[Tasks for this exercise]
• 1. Using the passage on cannabidiol products, answer the following questions, marking each answer with the matching letter:
(a) At which faculty does Dr. Gabriella Gobbi work?
(b) Of the 84 online CBD oil products examined in the 2017 JAMA study, how many were accurately labeled for CBD and THC content?
(c) Which two contaminants does the passage warn may be present in the cannabis plant from which CBD comes?
• 2. Carry on the passage on cannabidiol products, beginning immediately after its final sentence.

***** Document text

“… I must say that today in Canada to find pure cannabidiol is very, very, very difficult. Even if you go in the legal shop you find the lowest kind of cannabidiol with the THC,” says Dr. Gabriella Gobbi, a psychiatrist at McGill University’s Faculty of Medicine and a frontline CBD researcher. Indeed, a 2017 JAMA study found that of 84 online CBD oil products examined, only 26 were accurately labeled for CBD and THC content, with CBD often being overlabeled (it has less CBD than advertised on the package) and THC underlabeled. Oh, and watch out for pesticides and heavy metals that may have found their way into the cannabis plant that your CBD comes from.

**********
***** Data for analysis

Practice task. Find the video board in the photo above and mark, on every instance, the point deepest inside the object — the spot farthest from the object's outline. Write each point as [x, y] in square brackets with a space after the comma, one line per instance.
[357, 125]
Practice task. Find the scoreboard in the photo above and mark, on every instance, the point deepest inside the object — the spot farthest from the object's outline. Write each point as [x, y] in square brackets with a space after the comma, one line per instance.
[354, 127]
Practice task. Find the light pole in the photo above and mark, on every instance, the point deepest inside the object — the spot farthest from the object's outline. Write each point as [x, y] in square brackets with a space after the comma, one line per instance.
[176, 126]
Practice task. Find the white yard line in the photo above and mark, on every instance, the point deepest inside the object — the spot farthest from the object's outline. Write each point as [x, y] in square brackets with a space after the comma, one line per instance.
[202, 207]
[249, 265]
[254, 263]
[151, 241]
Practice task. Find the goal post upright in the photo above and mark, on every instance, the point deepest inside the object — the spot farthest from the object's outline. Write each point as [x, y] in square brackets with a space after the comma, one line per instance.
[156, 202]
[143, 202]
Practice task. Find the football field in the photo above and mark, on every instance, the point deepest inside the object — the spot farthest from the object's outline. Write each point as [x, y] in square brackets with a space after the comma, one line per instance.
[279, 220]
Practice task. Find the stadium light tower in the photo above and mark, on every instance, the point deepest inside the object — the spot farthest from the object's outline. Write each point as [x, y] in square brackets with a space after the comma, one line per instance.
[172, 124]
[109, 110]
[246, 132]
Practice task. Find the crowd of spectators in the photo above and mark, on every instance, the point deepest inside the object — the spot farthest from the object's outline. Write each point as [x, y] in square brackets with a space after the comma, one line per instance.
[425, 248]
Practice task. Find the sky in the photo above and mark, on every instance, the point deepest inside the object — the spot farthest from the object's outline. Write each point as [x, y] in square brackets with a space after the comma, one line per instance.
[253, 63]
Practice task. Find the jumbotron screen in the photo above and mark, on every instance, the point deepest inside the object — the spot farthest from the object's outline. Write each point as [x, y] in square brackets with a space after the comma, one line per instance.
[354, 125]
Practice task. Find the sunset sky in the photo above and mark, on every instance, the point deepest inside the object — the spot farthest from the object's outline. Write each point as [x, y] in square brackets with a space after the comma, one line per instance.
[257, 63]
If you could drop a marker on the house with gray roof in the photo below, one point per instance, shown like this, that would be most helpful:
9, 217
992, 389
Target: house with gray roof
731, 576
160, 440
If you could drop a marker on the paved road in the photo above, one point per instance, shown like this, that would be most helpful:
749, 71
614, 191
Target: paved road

**********

[Answers for this exercise]
• 1.
(a) McGill University's Faculty of Medicine.
(b) 26.
(c) Pesticides and heavy metals.

• 2.
So what can you do? Take a look at the Mayo Clinic’s Checklist for Finding a High-Quality Cannabidiol and Hemp Oil Product (Table 3 in their report), found in their superb literature review of CBD science, published just last week. Here’s what they say you should look for:
|1. Does it meet the following quality standards? |
(a) Current Good Manufacturing Practices (CGMP) certification from the US FDA
(b) European Union (EU), Australian (AUS), or Canadian (CFIA) organic certification, or
(c) National Science Foundation (NSF) International certification
|2. Does the company have an independent adverse event reporting program?|
|3. Is the product certified organic or ecofarmed?|
|4. Have their products been laboratory tested by batch to confirm tetrahydrocannabinol levels <0.3% and no pesticides or heavy metals?|
In addition, the Clinic says you should ensure that (1) the product has been extracted by carbon dioxide with no solvents, and (2) the product is not merely hemp seed oil, which although containing nutritious omega-3 fatty acids, does not contain any of the plant-derived cannabinoids, notably CBD.